* _Dokumen_:
Islam hanya membatasi bagian-bagian yang
penting dan mendasar berupa larangan Allah dalam Al Quran atau larangan Rasul-Nya
yang didapatkan dalam As-Sunnah.
Dari
segi bahasa, muamalah berasal dari kata aamala, yuamilu, muamalat
yang berarti perlakuan atau tindakan terhadap orang lain, hubungan kepentingan.
Kata-kata semacam ini adalah kata kerja aktif yang harus mempunyai dua buah
pelaku, yang satu terhadap yang lain saling melakukan pekerjaan secara aktif,
sehingga kedua pelaku tersebut saling menderita dari satu terhadap yang
lainnya.
Pengertian
Muamalah dari segi istilah dapat diartikan dengan arti yang luas dan dapat pula
dengan arti yang sempit. Di bawah ini dikemukakan beberapa pengertian muamalah,
yaitu :
·
Menurut Louis Ma’luf, pengertian
muamalah adalah hukum-hukum syara yang berkaitan dengan urusan dunia, dan
kehidupan manusia, seperti jual beli, perdagangan, dan lain sebagainya.
·
Menurut Ahmad Ibrahim Bek, menyatakan
muamalah adalah peraturan-peraturan mengenai tiap yang berhubungan dengan
urusan dunia, seperti perdagangan dan semua mengenai kebendaan, perkawinan,
thalak, sanksi-sanksi, peradilan dan yang berhubungan dengan manajeme
perkantoran, baik umum ataupun khusus, yang telah ditetapkan dasar dasarnya
secara umum atau global dan terperinci untuk dijadikan petunjuk bagi manusia
dalam bertukar manfaat di antara mereka.

* _Data Tersimpan_:
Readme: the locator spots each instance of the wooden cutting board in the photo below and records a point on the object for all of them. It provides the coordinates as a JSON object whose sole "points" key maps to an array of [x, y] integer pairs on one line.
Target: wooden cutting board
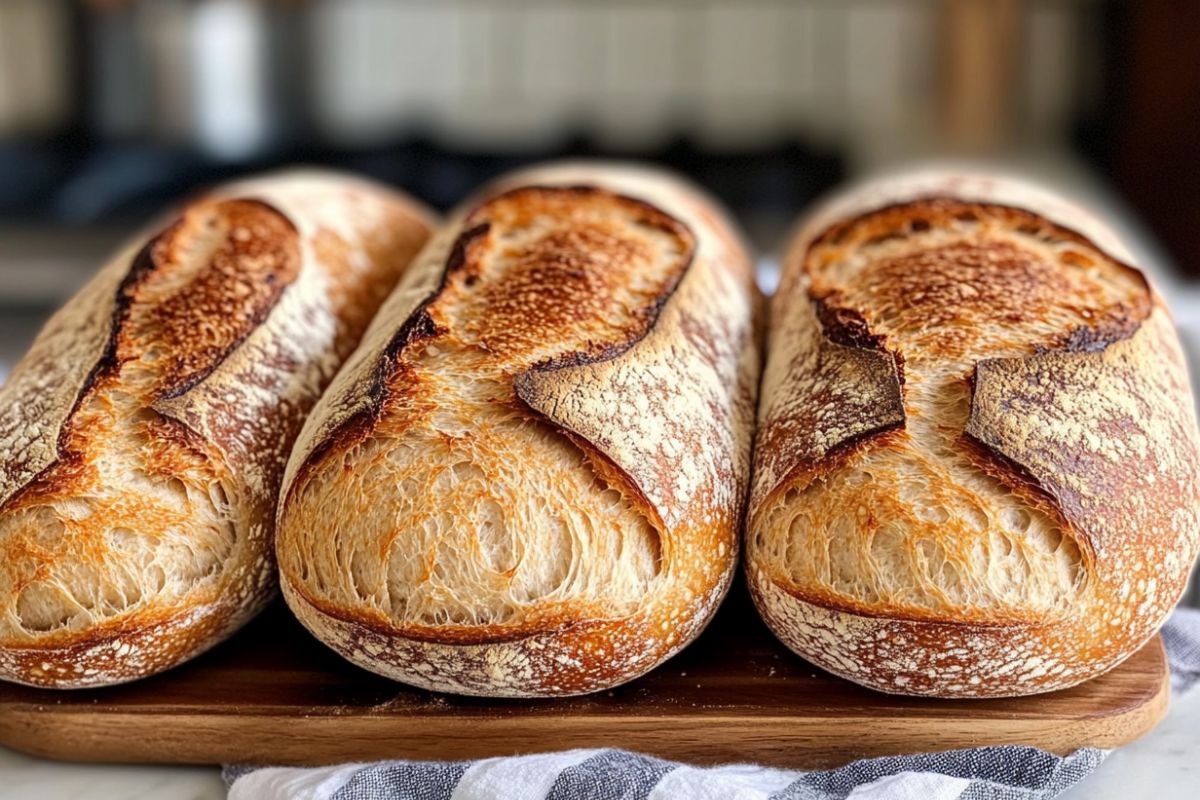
{"points": [[274, 695]]}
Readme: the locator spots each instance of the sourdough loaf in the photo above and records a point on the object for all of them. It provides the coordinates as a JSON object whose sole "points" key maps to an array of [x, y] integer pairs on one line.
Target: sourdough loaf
{"points": [[143, 437], [976, 459], [529, 477]]}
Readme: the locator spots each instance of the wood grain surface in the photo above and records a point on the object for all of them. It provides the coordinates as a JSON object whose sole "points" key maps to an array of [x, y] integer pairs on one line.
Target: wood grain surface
{"points": [[274, 695]]}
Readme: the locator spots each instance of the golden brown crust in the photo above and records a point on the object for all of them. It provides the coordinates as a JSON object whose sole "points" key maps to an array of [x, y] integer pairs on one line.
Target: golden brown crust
{"points": [[593, 323], [137, 497], [1031, 518]]}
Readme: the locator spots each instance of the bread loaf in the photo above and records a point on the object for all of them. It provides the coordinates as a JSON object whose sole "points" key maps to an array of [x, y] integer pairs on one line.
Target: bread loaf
{"points": [[529, 477], [143, 437], [976, 468]]}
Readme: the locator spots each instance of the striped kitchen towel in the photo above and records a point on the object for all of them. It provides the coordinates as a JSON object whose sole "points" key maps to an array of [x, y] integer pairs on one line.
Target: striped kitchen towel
{"points": [[1009, 773]]}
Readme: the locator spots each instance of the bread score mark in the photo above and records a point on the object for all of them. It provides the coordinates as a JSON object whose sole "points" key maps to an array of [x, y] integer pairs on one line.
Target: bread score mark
{"points": [[1017, 426], [189, 299], [567, 283]]}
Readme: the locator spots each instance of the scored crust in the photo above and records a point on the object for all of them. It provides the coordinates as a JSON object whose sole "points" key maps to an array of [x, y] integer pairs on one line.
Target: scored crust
{"points": [[976, 467], [549, 425], [143, 438]]}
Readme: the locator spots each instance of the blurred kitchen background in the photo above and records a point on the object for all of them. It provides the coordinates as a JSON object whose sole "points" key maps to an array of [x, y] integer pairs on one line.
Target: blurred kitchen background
{"points": [[112, 108]]}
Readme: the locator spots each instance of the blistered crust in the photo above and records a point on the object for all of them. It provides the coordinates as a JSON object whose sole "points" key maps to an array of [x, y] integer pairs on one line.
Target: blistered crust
{"points": [[144, 434], [621, 330], [1032, 519]]}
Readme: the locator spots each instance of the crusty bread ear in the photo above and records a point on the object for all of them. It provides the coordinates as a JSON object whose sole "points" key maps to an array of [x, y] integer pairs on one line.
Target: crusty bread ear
{"points": [[143, 438], [977, 455], [529, 479]]}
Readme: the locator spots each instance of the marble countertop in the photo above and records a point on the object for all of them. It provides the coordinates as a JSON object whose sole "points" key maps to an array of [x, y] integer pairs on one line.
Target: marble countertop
{"points": [[1164, 764]]}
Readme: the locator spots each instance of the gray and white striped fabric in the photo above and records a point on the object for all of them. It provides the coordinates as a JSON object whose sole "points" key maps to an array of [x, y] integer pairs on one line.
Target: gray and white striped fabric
{"points": [[1008, 773]]}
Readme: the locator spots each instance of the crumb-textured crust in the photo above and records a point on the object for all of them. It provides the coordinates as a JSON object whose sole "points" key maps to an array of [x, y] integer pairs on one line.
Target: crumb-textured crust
{"points": [[143, 438], [551, 423], [977, 455]]}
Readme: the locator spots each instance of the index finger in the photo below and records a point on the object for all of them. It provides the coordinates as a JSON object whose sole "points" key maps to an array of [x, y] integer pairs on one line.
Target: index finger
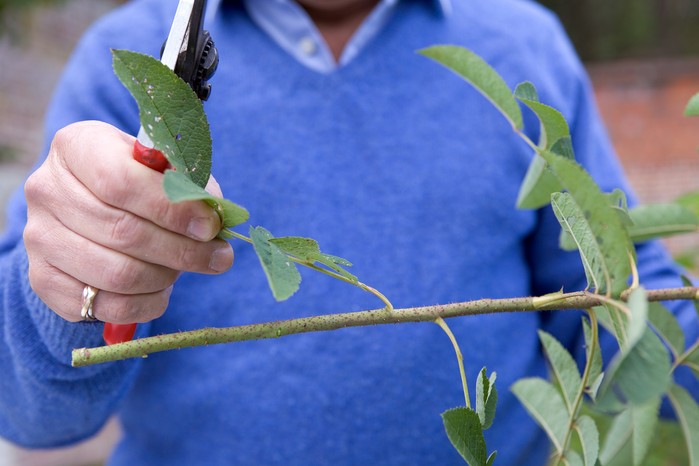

* _Daftar Tugas_:
1 - Salin tanpa perubahan bagian dokumen tentang muamalah yang dimulai dari "Kata-kata semacam ini" dan berakhir pada "dan lain sebagainya.".
2 - Menurut dokumen tentang muamalah, dari kata apa saja istilah muamalah berasal dari segi bahasa?

* _Jawaban yang Diharapkan_:
1 -
Kata-kata semacam ini adalah kata kerja aktif yang harus mempunyai dua buah
pelaku, yang satu terhadap yang lain saling melakukan pekerjaan secara aktif,
sehingga kedua pelaku tersebut saling menderita dari satu terhadap yang
lainnya.
Pengertian
Muamalah dari segi istilah dapat diartikan dengan arti yang luas dan dapat pula
dengan arti yang sempit. Di bawah ini dikemukakan beberapa pengertian muamalah,
yaitu :
·
Menurut Louis Ma’luf, pengertian
muamalah adalah hukum-hukum syara yang berkaitan dengan urusan dunia, dan
kehidupan manusia, seperti jual beli, perdagangan, dan lain sebagainya.

2 - Aamala, yuamilu, dan muamalat.